*What to work on*
Please set down, word for word, the part of the forum thread on choosing wire gauge for motor coils starting at "When you look" and ending at "every thing else.".

*Document passage*
— begin —

I'm in the process of building a DC electric motor(a SRM). I haven't been able to find information on selecting a wire gage for a given amperage in a coil. All of the ampacity charts are for wire in 'free air'. I know that the only source of heat from a DC coil is from the resistance of the coil/wire.

When you look at the windings in a motor or transformer, the gage of wire doesn't match the amp rating of the 'free air rating'. It is usually a smaller gage than the 'free air' would be. Can anyone point me to either literature or a chart that shows wire gages for coils?

 

I spent an hour on this and got squat. I can say that some power line frequency transformers use 100 circular mils per amp, but I can't prove it.

 

Thanks, I've spent many hours and got the same. Went to see a guy that rebuilds alternators and starter motors for cars and trucks to ask him and he just buys new stators or field coils. There has to be a chart some where. Theres one for every thing else.

— end —

*Extracted entries*
— begin —

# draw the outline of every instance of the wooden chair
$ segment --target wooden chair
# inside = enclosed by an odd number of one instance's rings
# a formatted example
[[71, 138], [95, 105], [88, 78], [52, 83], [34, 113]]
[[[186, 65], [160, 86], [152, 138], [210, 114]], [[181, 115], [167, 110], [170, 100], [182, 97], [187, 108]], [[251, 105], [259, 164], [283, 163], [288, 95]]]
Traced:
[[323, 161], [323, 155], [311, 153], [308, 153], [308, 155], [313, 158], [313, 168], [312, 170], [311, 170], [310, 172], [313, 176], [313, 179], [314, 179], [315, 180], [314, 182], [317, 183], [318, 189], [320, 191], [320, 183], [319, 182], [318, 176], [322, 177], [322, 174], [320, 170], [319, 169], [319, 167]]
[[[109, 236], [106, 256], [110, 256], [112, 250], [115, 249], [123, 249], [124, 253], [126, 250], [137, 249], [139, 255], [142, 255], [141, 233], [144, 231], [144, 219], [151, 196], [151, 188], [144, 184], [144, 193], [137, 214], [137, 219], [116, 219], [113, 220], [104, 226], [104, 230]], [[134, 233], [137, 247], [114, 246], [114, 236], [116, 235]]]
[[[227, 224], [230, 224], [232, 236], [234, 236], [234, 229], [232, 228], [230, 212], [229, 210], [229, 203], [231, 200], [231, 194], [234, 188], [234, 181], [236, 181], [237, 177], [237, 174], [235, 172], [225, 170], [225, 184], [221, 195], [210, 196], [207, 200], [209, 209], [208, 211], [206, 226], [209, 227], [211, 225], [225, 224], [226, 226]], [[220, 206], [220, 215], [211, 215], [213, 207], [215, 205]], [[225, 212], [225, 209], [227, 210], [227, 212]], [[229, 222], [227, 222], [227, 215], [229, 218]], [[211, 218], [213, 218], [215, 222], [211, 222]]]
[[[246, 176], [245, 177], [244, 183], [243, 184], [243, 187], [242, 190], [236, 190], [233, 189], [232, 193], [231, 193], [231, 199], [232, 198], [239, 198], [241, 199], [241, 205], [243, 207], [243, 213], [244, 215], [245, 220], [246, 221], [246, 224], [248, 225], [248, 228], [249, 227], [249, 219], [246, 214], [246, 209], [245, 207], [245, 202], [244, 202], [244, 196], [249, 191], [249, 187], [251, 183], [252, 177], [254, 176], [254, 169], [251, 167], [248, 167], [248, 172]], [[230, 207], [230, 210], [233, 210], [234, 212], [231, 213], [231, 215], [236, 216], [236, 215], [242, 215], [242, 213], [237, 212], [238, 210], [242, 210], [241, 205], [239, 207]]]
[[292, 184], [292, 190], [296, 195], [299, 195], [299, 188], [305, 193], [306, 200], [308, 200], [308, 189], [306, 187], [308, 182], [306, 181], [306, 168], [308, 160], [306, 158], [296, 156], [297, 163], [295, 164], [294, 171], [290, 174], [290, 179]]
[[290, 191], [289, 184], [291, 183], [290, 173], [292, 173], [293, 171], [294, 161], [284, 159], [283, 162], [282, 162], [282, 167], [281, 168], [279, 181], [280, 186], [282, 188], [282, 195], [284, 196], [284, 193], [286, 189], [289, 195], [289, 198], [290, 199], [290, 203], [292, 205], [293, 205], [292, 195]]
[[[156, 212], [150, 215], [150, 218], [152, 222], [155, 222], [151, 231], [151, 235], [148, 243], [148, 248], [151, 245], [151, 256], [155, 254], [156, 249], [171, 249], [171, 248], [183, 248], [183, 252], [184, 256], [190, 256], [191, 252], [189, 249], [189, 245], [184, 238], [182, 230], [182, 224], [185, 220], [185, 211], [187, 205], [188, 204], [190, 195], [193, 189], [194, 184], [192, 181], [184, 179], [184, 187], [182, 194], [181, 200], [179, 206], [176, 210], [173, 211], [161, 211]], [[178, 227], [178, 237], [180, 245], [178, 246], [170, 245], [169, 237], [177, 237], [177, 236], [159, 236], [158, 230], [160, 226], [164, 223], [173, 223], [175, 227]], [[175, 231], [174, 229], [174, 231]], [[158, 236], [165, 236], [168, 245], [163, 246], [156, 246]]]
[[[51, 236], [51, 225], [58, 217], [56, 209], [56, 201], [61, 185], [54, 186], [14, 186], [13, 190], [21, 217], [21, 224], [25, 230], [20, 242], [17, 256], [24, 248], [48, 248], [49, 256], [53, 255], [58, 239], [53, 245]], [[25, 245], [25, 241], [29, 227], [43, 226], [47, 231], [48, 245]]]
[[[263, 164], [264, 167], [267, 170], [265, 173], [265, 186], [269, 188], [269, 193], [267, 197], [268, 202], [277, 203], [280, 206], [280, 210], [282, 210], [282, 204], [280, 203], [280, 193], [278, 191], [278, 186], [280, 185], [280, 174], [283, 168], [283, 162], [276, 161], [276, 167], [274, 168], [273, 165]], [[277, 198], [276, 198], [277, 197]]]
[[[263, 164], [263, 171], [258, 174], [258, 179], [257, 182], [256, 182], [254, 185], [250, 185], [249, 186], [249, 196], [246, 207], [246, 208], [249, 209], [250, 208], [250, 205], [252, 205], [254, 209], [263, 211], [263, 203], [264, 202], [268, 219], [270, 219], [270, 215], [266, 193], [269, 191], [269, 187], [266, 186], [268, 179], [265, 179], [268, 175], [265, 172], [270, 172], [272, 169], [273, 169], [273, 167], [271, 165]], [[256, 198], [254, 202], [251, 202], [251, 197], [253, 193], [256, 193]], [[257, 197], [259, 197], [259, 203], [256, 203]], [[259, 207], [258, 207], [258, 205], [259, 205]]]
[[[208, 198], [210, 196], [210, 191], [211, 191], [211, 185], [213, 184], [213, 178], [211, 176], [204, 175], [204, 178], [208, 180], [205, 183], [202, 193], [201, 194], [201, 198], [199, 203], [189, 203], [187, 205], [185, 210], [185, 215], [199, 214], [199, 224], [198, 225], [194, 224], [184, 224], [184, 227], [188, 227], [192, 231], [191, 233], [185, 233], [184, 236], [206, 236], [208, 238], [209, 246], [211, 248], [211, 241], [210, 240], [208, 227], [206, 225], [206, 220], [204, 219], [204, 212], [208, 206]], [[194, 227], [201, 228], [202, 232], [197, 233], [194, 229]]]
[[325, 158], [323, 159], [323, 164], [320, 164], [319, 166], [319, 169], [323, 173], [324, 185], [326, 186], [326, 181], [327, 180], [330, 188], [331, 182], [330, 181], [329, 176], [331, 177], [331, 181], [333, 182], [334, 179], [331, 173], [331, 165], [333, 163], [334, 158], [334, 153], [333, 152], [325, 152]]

— end —

*Worked answer*
When you look at the windings in a motor or transformer, the gage of wire doesn't match the amp rating of the 'free air rating'. It is usually a smaller gage than the 'free air' would be. Can anyone point me to either literature or a chart that shows wire gages for coils?

 

I spent an hour on this and got squat. I can say that some power line frequency transformers use 100 circular mils per amp, but I can't prove it.

 

Thanks, I've spent many hours and got the same. Went to see a guy that rebuilds alternators and starter motors for cars and trucks to ask him and he just buys new stators or field coils. There has to be a chart some where. Theres one for every thing else.